Exercise details
Return, verbatim, the portion of the abstract on intergenerational solidarity between "Gendered Forms of" and "Social Sciences (JES))", inclusive.

Passage provided

-------

Gendered Forms of Intergenerational Solidarity in the COVID-19-Pandemic – a Critical Perspective on a Moral Resource in Future Health Crises

Thursday, 10 July 2025: 00:00
Location: SJES013 (Faculty of Legal, Economic, and Social Sciences (JES))
Oral Presentation
Eva Katharina BOSER, University of Oldenburg, Germany
Niklas ELLERICH-GROPPE, University of Oldenburg, Department for Health Services Research, Division of Ethics in Medicine, Germany
The COVID-19 pandemic can serve as a blueprint for the potentials and pitfalls of intergenerational solidarity as a moral and political resource in health crises. It provoked controversial debates about the solidaristic responsibilities between generations. However, while many of these appeals to intergenerational solidarity involved at least implicit references to other social categories, such as age and gender, the consequences of such an entanglement of social categories have been rather neglected so far in ethical and social research.

Against this backdrop, we provide an intersectional perspective on intergenerational solidarity in Germany during the COVID-19 pandemic to identify lessons learned for future health crises. After a short clarification of the concepts of generation and solidarity, we provide a critical analysis of the public media debate in Germany. Applying qualitative content analysis of two major German newspapers (DIE ZEIT and Welt am Sonntag) during February 2020 and June 2022, we explore how intergenerational solidarity was framed in the media, especially at the intersection with the social categories of gender and age. On this basis, we carve out a matrix of gendered and queer forms of intergenerational solidarity and respective underlying narratives. Our findings reveal a gendered and heteronormative generational divide that include pertinent gender and age stereotypes during the pandemic: while older women were largely depicted within traditional caregiving roles, queer forms of intergenerational care were marginalized or omitted in media narratives, neglecting their potential as resource in this acute health crisis.

-------

Supplied data
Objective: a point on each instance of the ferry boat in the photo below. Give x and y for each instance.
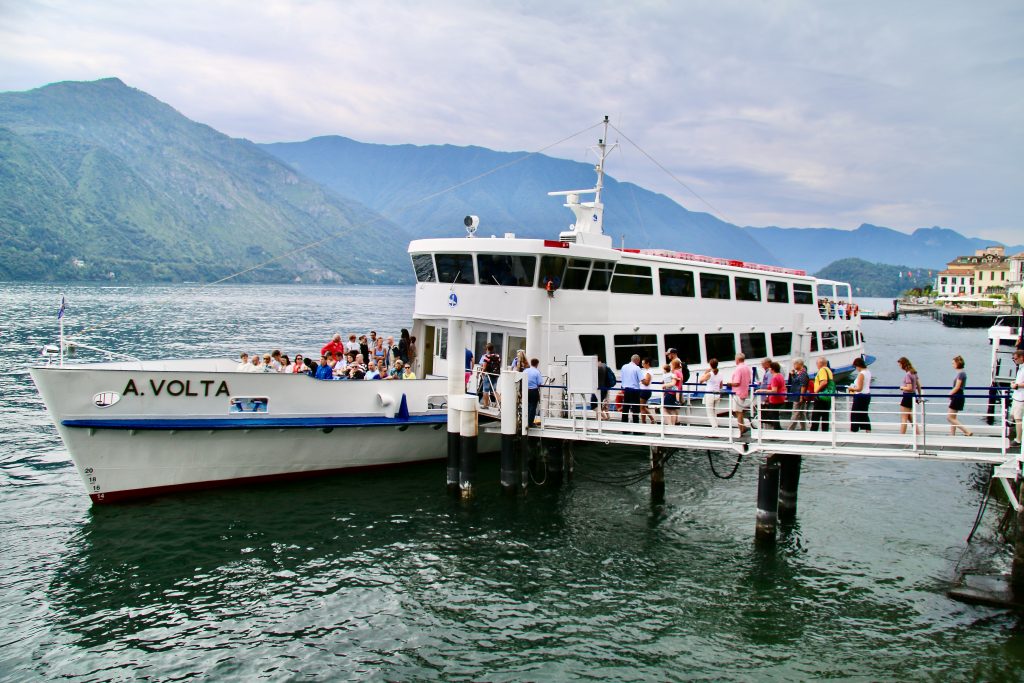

-------

Solution to this problem
Gendered Forms of Intergenerational Solidarity in the COVID-19-Pandemic – a Critical Perspective on a Moral Resource in Future Health Crises

Thursday, 10 July 2025: 00:00
Location: SJES013 (Faculty of Legal, Economic, and Social Sciences (JES))